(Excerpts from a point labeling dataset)
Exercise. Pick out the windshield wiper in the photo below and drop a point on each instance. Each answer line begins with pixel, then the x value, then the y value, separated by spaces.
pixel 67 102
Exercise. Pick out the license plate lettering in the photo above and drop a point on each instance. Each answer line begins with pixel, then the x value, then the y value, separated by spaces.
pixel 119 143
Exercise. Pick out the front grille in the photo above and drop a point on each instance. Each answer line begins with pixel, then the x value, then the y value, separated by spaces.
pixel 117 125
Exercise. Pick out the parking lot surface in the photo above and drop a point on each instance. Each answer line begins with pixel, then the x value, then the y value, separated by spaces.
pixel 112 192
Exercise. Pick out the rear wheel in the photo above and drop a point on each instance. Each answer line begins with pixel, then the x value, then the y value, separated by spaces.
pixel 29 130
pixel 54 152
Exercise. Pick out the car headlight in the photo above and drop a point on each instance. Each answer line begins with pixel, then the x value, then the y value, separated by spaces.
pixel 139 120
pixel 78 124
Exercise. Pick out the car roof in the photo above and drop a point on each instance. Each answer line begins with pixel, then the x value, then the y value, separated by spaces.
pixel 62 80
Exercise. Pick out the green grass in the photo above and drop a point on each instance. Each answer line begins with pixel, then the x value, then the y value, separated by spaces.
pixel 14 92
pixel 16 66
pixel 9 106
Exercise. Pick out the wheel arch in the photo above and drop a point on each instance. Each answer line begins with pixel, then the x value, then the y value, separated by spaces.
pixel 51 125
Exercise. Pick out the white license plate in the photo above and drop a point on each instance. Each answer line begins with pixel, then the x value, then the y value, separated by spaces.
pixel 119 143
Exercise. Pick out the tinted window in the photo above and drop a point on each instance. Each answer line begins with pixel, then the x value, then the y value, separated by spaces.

[Given exercise]
Copy out the stretch of the records from their first line through the line containing "pixel 54 152", with every character unchanged.

[Output]
Exercise. Pick out the windshield wiper in the photo below and drop a point on each instance. Each answer line begins with pixel, then the x value, then the y value, separated by spaces.
pixel 67 102
Exercise. Pick out the license plate lettering in the photo above and drop a point on each instance. Each answer line begins with pixel, then the x value, then the y value, separated by spaces.
pixel 119 143
Exercise. Pick out the front grille in the photo above and drop a point on each instance. Each answer line begins with pixel, then the x value, then the y value, separated by spaces.
pixel 117 125
Exercise. Pick out the parking lot surface in the photo above and drop a point on each instance. Each answer line begins with pixel, then the x value, then the y value, separated by spaces.
pixel 112 192
Exercise. Pick out the rear wheel in the photo above and drop a point on each instance. Each answer line begins with pixel, then the x value, then the y value, separated by spaces.
pixel 29 130
pixel 54 152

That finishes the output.